Isi Kaidah atau Norma
a. Perintah, yang merupakan keharusan bagi
seseorang untuk berbuat sesuatu oleh karena akibat2nya dipandang baik.
b. Larangan, yang merupakan keharusan bagi
seseorang untuk tidak berbuat sesuatu oleh karena akibat-akibatnya dipandang
tidak baik.
Guna kaidah / norma : Memberi petunjuk kepada
manusia bagaimana seorang harus bertindak dalam masyarakat serta
perbuatan-perbuatan mana yang harus dijalankan dan perbuatan-perbuatan mana
pula yang harus dihindari.
Kaidah sosial dibedakan menjadi :
1. Kaidah yang mengatur kehidupan pribadi manusia
a. Kaidah kepercayaan/agama
Bertujuan
untuk mencapai suatu kehidupan yang beriman (Purnadi Purbacaraka 1974 : 4).
Kaidah ini ditujukan terhadap kewajiban manusia kepada Tuhan. Sumbernya adalah
ajaran-ajaran kepercayaan/agama yang oleh pengikut-pengikutnya dianggap sebagai
perintah Tuhan, Misalnya :
·
Dan janganlah
kamu mendekati zina, sesungguhnya zina adalah suatu perbuatan yang keji dan
suatu jalan yang buruk (Al Isra’ : 32).
·
Hormatilah orang
tuamu agar supaya engkau selamat (Kitab Injil Perjanjian Lama : Hukum yang ke
V).
b. Kaidah kesusilaan
Bertujuan
agar manusia hidup berakhlak atau mempunyai hati nurani. Merupakan peraturan
hidup yang dianggap sebagai suara hati nurani manusia (insan kamil). Sumber
kaidah ini adalah dari manusia sendiri, jadi bersifat otonom dan tidak
ditujukan kepada sikap lahir tetapi ditujukan kepada sikap batin manusia juga, Misalnya
:
·
Hendaklah engkau
berlaku jujur.
·
Hendaklah engkau
berbuat baik terhadap sesama manusia.
Dalam kaidah kesusilaan tedapat juga
peraturan-peraturan hidup seperti yang terdapat dalam norma agama misalnya :
·
Hormatilah
orangtuamu agar engkau selamat diakhirat
·
Jangan engkau
membunuh sesamamu
2. Kaidah yang mengatur kehidupan antara manusia
atau pribadi
a. Kaidah Kesopanan
Bertujuan
agar pergaulan hidup berlangsung dengan menyenangkan. Merupakan peraturan hidup
yang timbul dari pergaulan segolongan manusia, misalnya :
·
Orang muda harus
menghormati orang yang lebih tua.
_ _ _ _ _
[Soal Latihan]:
[A] Ubah skala catatan mulai dari baris yang memuat "Find soldier. Give" sampai baris yang memuat "xmin=101 ymin=114 xmax=734 ymax=673", dengan kedua baris itu ikut disertakan. Tuliskan kembali semua baris tersebut beserta permintaannya, dan kalikan setiap koordinat kotak pada jawabannya dengan 1,25, lalu bulatkan ke bilangan bulat (nilai setengah dibulatkan ke atas).
[B] Lanjutkan teks tentang kaidah sosial mulai dari bagian terakhir yang ditampilkan.

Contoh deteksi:
_ _ _ _ _
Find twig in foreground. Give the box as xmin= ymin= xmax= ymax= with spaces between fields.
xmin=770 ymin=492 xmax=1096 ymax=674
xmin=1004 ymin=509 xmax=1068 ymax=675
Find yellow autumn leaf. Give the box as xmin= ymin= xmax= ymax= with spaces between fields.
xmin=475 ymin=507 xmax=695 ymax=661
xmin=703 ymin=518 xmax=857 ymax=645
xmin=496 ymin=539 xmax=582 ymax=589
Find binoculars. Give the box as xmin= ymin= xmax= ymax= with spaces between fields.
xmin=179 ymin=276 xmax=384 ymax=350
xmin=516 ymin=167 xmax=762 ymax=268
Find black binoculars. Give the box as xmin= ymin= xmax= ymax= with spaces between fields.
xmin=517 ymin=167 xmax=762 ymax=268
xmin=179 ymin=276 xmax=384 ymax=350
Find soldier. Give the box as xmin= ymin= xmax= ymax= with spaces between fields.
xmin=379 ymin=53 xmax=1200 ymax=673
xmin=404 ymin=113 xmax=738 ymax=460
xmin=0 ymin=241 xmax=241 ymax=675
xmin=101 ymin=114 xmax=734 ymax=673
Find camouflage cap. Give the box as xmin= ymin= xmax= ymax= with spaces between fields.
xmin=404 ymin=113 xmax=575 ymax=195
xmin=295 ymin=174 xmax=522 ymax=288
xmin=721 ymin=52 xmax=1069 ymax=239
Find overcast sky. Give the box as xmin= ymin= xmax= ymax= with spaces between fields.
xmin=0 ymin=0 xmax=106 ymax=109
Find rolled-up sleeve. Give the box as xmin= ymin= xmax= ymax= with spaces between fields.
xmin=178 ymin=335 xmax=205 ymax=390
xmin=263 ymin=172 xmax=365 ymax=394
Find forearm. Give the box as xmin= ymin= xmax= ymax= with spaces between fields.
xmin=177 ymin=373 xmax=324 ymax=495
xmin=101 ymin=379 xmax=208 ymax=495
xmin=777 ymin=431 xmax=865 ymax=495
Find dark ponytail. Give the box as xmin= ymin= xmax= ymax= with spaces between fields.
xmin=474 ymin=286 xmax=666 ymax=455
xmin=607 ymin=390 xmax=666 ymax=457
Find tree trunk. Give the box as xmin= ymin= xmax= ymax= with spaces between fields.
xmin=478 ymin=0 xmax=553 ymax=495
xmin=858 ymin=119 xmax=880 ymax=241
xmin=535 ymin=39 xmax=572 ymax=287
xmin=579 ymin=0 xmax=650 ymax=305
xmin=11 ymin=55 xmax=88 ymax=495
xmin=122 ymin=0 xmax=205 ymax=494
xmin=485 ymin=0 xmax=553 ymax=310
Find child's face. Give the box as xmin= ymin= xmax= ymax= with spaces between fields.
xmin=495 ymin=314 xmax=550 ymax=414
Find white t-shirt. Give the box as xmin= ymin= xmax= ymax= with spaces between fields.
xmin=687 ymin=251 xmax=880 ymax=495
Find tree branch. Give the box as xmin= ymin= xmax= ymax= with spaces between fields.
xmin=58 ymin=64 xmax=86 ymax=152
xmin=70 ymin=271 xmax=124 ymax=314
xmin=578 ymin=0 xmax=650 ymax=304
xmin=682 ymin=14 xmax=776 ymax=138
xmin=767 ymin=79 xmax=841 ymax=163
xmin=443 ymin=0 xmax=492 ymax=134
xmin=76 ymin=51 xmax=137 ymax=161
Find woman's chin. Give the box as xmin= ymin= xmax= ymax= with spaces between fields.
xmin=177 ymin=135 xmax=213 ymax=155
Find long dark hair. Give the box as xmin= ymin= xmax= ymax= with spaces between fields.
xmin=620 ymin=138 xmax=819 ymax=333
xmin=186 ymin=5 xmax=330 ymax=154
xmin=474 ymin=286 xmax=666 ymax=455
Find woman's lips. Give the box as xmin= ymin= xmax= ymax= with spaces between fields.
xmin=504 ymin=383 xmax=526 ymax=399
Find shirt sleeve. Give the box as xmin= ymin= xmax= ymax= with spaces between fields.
_ _ _ _ _
[Jawaban Tiap Soal]:
[A]
Find soldier. Give the box as xmin= ymin= xmax= ymax= with spaces between fields.
xmin=474 ymin=66 xmax=1500 ymax=841
xmin=505 ymin=141 xmax=923 ymax=575
xmin=0 ymin=301 xmax=301 ymax=844
xmin=126 ymin=143 xmax=918 ymax=841

[B]
·
Janganlah meludah
dilantai atau disembarang tempat.
·
Berilah tempat
terlebih dahulu kepada wanita di dalam kereta api, bis dll (terutama wanita
tua, hamil atau membawa bayi).
b. Kaidah Hukum
Bertujuan
untuk mencapai kedamaian dalam pergaulan hidup antar manusia. Merupakan
peraturan-peraturan yang timbul dari norma hukum, dibuat oleh penguasa negara.
Isinya mengikat setiap orang dan pelaksanaannya dapat dipertahankan dengan
segala paksaan oleh alat-alat negara.
Menurut
sifatnya kaidah hukum terbagi 2, yaitu :
·
hukum yang
imperatif,
maksudnya
kaidah hukum itu bersifat a priori harus ditaati, bersifat mengikat dan
memaksa.
·
hukum yang
fakultatif
maksudnya
ialah hukum itu tidak secara a priori mengikat. Kaidah fakultatif bersifat
sebagai pelengkap.
Ada 4 macam norma yaitu :
Norma Agama adalah peraturan hidup yang berisi
pengertian-pengertian, perintah-perintah, larangan-larangan dan anjuran-anjuran
yang berasal dari Tuhan yang merupakan tuntunan hidup ke arah atau jalan yang
benar.
Norma Kesusilaan adalah peraturan hidup yang
dianggap sebagai suara hati. Peraturan ini berisi suara batin yang diakui oleh
sebagian orang sebagai pedoman dalam sikap dan perbuatannya.
Norma Kesopanan adalah peraturan hidup yang
muncul dari hubungan sosial antar individu. Tiap golongan masyarakat tertentu
dapat menetapkan peraturan tertentu mengenai kesopanan.
Norma Hukum adalah peraturan-peraturan hidup
yang diakui oleh negara dan harus dilaksanakan di tiap-tiap daerah dalam negara
tersebut. Dapat diartikan bahwa norma hukum ini mengikat tiap warganegara dalam
wilayah negara tersebut
E. Pengertian Ekonomi dan Hukum Ekonomi
Kata ekonomi berasal dari kata Yunani oikos yang
berarti “keluarga, rumah tangga” dan nomos, atau “peraturan, aturan, hukum”,
dan secara garis besar diartikan sebagai aturan rumah tangga atau manajemen
rumah tangga. Sementara yang dimaksud ilmu ekonomi menurut ahli ekonomi adalah
orang yang menggunakan konsep ekonomi dan data dalam bekerja.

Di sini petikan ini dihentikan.